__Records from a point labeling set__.
-- Begin --

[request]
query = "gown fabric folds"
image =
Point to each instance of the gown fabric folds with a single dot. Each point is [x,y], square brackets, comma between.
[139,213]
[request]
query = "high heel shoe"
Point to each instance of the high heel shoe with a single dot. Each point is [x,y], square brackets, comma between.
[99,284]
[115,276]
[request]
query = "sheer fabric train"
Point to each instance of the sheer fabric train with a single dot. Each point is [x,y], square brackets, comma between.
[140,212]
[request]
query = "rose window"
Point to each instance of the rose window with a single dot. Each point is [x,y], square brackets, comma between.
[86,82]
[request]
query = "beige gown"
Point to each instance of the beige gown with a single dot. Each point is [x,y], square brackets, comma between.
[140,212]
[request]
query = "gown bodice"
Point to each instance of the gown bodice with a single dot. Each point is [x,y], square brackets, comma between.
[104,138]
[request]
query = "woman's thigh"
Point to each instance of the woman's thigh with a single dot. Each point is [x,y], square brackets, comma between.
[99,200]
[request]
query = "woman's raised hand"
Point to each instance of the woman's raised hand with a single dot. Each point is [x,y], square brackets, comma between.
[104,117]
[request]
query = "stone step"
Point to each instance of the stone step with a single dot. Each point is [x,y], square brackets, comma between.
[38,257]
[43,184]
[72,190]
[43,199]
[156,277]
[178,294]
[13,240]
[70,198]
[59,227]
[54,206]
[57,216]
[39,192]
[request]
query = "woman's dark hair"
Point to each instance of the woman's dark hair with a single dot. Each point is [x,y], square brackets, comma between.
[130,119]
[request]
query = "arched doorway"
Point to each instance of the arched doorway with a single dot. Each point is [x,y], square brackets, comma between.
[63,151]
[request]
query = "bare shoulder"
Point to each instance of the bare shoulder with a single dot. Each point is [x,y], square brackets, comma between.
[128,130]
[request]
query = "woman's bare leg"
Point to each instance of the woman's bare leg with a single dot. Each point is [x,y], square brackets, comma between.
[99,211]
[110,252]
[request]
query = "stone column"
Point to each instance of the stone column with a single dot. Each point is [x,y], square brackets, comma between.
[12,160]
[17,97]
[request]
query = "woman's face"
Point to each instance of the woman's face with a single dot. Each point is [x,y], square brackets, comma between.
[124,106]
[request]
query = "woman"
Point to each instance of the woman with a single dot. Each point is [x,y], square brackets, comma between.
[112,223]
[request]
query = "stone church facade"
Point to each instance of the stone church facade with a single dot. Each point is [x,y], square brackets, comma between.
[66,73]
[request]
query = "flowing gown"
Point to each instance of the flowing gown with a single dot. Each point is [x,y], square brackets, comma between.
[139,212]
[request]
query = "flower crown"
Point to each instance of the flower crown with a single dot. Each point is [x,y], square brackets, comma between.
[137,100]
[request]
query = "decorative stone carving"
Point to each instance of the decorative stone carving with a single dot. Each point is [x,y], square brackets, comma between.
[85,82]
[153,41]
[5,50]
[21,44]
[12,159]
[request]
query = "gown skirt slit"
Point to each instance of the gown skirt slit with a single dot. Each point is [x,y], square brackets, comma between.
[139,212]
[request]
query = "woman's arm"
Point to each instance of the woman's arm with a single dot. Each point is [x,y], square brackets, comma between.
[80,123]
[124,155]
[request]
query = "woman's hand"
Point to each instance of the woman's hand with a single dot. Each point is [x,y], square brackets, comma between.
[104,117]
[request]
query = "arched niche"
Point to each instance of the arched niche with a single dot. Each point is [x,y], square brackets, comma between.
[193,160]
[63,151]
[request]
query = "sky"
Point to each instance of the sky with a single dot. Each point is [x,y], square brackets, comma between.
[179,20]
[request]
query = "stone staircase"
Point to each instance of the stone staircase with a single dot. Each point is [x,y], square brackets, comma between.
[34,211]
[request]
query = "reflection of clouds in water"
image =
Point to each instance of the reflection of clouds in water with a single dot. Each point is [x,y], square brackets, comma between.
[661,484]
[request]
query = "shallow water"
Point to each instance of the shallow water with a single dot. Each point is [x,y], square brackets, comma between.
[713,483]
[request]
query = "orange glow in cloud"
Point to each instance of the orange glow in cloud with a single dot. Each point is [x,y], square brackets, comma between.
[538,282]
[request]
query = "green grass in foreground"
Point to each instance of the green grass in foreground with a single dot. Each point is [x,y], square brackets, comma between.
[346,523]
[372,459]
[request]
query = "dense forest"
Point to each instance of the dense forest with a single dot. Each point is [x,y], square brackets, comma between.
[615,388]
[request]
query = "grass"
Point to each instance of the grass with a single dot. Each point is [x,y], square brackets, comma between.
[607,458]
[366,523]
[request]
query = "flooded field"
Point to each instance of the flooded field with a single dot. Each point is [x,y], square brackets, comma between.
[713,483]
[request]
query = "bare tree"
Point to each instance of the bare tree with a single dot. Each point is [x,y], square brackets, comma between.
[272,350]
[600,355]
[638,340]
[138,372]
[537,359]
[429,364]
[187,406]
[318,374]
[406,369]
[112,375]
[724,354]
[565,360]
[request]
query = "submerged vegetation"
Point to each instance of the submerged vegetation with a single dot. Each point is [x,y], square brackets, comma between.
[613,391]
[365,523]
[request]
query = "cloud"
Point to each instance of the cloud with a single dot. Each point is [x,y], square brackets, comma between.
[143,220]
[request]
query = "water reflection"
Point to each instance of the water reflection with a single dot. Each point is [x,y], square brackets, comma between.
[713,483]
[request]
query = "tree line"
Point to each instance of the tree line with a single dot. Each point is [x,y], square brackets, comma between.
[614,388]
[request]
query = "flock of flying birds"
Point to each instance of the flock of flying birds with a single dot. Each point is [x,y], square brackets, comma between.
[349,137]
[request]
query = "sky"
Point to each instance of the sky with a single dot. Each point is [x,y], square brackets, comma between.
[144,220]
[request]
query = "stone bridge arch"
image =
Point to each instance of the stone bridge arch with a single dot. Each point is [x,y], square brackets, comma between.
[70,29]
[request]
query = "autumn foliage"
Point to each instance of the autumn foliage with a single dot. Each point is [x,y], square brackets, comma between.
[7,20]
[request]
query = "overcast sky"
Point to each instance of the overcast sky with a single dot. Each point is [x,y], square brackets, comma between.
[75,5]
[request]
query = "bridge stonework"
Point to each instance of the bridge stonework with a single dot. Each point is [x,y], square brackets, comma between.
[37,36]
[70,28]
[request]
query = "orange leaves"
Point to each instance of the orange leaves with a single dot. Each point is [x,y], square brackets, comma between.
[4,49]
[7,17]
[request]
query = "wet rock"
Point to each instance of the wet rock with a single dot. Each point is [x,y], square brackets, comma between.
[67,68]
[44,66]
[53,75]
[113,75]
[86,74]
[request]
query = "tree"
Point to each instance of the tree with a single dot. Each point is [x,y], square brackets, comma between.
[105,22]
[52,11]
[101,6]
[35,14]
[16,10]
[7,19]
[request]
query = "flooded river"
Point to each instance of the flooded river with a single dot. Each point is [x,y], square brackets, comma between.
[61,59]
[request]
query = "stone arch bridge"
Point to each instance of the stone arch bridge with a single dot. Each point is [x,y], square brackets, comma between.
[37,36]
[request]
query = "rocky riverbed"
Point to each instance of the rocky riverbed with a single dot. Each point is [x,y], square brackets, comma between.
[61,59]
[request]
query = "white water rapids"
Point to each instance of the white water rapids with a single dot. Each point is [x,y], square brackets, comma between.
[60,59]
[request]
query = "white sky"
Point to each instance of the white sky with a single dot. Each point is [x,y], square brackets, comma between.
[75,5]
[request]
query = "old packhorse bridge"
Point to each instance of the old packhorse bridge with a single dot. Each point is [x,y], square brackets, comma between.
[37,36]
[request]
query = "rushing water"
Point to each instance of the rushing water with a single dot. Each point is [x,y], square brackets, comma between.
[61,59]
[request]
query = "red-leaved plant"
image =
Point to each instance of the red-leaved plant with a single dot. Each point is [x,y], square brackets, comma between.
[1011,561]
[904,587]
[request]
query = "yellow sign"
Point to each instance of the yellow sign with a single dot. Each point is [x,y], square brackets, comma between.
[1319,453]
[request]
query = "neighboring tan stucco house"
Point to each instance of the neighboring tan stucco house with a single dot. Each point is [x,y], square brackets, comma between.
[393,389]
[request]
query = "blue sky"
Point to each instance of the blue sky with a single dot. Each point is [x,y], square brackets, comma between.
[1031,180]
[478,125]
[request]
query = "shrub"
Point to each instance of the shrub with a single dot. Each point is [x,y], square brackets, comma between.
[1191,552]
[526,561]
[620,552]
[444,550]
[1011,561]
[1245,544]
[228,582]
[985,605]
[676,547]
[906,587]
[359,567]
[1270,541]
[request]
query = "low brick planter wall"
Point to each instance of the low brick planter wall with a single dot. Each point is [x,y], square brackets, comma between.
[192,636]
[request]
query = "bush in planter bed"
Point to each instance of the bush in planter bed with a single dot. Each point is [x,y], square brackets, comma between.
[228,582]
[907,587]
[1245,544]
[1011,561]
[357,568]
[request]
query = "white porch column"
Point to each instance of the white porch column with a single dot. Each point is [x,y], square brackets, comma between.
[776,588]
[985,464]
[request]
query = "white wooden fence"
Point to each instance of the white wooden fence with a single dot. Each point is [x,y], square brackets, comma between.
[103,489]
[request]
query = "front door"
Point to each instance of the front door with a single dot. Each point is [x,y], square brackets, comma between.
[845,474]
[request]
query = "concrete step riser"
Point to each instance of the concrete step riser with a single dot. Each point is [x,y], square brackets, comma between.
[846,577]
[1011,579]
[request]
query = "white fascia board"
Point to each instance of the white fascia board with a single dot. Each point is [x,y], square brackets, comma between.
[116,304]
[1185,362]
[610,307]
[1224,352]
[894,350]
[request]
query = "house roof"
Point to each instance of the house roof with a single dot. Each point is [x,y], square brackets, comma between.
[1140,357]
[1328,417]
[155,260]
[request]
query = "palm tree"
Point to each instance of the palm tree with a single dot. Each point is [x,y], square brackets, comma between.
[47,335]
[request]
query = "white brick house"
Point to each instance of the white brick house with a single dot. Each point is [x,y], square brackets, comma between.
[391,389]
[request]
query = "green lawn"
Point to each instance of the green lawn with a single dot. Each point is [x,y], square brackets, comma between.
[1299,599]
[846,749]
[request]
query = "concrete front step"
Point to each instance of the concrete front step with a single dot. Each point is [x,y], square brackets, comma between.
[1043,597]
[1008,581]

-- End --

__Directions__. Gather each line above that contains the string "rocky" and copy it in full. Only matches with the same case count.

__Response below__.
query = "rocky riverbed"
Point to each instance of the rocky riverbed with a single dot. Each point is [x,y], square brackets, comma between.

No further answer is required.